Copy everything from the line containing "Detect jacket pocket." down to the line containing "[[339, 33, 370, 76]]", keeping both of those lines and every line between them unchanged.
** Begin Records supplied **
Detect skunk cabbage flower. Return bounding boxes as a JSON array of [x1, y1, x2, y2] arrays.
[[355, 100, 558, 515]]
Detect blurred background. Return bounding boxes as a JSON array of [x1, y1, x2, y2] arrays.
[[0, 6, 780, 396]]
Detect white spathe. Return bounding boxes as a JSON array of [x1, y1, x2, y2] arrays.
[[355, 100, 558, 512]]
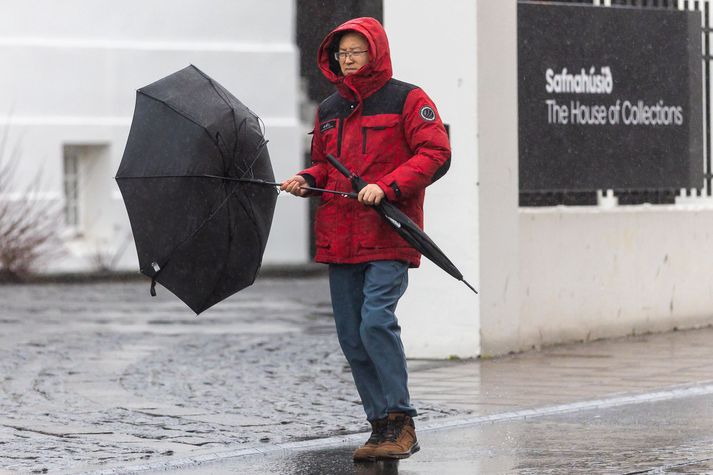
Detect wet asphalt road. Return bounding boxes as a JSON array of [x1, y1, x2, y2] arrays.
[[0, 276, 713, 475], [171, 396, 713, 475], [0, 276, 457, 474]]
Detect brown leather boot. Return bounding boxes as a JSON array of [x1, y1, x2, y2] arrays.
[[352, 417, 388, 462], [375, 412, 420, 460]]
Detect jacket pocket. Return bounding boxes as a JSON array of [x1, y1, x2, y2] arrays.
[[361, 115, 403, 162], [315, 119, 340, 156]]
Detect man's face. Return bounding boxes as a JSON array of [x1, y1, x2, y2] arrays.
[[339, 33, 370, 76]]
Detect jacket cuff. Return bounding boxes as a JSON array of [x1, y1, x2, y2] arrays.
[[376, 181, 400, 201], [298, 173, 317, 188]]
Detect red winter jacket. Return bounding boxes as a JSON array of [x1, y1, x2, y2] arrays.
[[300, 18, 451, 267]]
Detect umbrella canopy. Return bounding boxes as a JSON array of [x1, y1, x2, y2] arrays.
[[116, 66, 277, 314], [327, 155, 478, 294]]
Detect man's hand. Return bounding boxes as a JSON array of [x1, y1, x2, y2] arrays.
[[280, 175, 308, 196], [357, 183, 386, 206]]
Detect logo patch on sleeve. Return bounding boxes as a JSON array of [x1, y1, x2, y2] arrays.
[[319, 119, 337, 134], [418, 106, 436, 122]]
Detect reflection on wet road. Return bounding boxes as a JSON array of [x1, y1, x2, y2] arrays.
[[174, 395, 713, 475]]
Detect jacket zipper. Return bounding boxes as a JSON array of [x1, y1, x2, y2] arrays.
[[337, 119, 344, 157]]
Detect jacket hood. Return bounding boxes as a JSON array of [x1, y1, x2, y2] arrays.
[[317, 17, 393, 100]]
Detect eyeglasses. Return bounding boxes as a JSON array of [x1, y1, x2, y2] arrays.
[[334, 51, 368, 61]]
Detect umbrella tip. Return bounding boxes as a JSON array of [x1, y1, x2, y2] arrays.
[[461, 279, 478, 294]]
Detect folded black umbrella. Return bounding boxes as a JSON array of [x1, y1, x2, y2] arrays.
[[327, 155, 478, 294], [116, 66, 277, 314]]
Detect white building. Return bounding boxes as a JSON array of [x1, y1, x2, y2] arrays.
[[0, 0, 308, 272], [0, 0, 713, 357]]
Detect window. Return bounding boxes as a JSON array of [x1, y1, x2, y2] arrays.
[[63, 146, 80, 229]]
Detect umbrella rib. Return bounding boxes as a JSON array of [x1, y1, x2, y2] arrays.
[[136, 89, 225, 160], [194, 66, 267, 181]]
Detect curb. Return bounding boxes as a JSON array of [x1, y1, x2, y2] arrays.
[[79, 382, 713, 475]]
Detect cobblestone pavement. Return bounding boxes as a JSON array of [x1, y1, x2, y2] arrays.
[[6, 276, 713, 474], [0, 277, 458, 473]]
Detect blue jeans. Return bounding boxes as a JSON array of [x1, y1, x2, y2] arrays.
[[329, 261, 416, 421]]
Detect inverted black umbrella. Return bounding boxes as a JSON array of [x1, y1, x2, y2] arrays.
[[116, 66, 284, 314], [327, 154, 478, 294]]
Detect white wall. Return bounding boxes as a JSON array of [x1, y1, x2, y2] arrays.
[[509, 205, 713, 350], [0, 0, 308, 271]]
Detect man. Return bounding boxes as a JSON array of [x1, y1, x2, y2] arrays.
[[281, 18, 450, 461]]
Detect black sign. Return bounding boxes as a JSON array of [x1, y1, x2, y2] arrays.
[[518, 3, 703, 192]]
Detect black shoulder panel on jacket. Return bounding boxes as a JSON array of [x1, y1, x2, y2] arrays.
[[362, 79, 417, 115], [319, 92, 352, 124]]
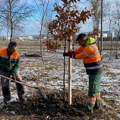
** End Records supplied **
- Solution -
Detect jacket pocket. Return bounding boxes as a JSON array of [x1, y1, x2, y2] arrays.
[[361, 115, 403, 162], [315, 119, 340, 156]]
Detect man's face. Return bounding boxes as a JSON array of [x1, y1, x2, y2] arrays.
[[339, 33, 370, 76]]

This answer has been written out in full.